EXERCISE REQUIREMENTS:
From the passage on personalized medicine, reproduce word for word the section that begins with the words containing "Medically Reviewed by" and ends with "and treat disease.".

TEXT PROVIDED START

Will Personalized Medicine Change Doctor Visits?

Medically Reviewed by Laura J. Martin, MD on June 08, 2019

If you’ve recently been diagnosed with a disease like diabetes, your doctor may talk to you about precision medicine. This type of cutting-edge treatment (also known as personalized medicine or genomic medicine) uses your genetic information, along with cues from your lifestyle and your environment, to prevent and treat disease.

Right now, the field is in its early stages. But it’s getting more common every year. Doctors already see success with precision treatments for diseases with a genetic link, like cancer and cystic fibrosis. Experts don’t know exactly how it’ll change your primary care doctor visits, but they do think you might start to notice a difference sometime in the next decade.

Check with your doctor to see if precision medicine is right for you. If there's something about you that raises your odds of getting a disease, like a family history of a genetic disorder, and you want to try it to prevent it, ask about genetic testing.

TEXT PROVIDED END
PROVIDED INFORMATION START

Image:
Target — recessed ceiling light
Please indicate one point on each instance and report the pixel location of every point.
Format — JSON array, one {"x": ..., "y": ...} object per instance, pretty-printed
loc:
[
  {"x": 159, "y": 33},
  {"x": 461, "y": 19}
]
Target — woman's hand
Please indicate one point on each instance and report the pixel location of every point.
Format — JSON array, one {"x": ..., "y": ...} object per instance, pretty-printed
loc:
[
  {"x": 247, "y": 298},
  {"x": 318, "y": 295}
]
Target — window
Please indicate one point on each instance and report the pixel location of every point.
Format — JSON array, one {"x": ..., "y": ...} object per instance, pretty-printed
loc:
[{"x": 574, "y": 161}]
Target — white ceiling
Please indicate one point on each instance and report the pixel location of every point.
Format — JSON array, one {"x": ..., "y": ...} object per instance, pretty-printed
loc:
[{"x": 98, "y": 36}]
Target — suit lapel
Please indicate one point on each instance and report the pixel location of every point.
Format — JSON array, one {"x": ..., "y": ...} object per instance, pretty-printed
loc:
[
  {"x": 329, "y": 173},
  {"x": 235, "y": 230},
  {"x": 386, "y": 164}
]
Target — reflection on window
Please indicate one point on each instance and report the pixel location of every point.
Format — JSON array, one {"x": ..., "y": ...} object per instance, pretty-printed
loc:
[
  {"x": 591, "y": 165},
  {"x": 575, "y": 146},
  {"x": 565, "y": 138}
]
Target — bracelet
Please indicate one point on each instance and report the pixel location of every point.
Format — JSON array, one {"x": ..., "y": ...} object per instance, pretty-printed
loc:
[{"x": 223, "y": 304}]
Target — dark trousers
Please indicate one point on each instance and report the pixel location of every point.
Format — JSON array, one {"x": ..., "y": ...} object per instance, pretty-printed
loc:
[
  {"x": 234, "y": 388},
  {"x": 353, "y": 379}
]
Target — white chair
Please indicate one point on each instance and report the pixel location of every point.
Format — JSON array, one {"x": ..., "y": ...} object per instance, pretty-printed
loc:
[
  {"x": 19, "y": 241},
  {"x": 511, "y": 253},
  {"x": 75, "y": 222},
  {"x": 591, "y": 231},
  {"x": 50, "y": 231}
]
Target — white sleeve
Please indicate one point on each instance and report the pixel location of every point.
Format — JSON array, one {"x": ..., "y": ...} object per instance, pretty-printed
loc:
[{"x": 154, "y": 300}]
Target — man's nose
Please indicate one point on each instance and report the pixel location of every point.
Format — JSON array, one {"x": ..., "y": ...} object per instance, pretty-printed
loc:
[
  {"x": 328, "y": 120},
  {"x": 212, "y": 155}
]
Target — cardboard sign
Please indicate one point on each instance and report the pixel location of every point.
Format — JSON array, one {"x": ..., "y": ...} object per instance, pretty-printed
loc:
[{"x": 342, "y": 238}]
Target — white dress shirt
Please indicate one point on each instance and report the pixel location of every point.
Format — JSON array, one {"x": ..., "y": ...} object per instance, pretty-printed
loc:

PROVIDED INFORMATION END

OUTPUT FOR THIS EXERCISE:
Medically Reviewed by Laura J. Martin, MD on June 08, 2019

If you’ve recently been diagnosed with a disease like diabetes, your doctor may talk to you about precision medicine. This type of cutting-edge treatment (also known as personalized medicine or genomic medicine) uses your genetic information, along with cues from your lifestyle and your environment, to prevent and treat disease.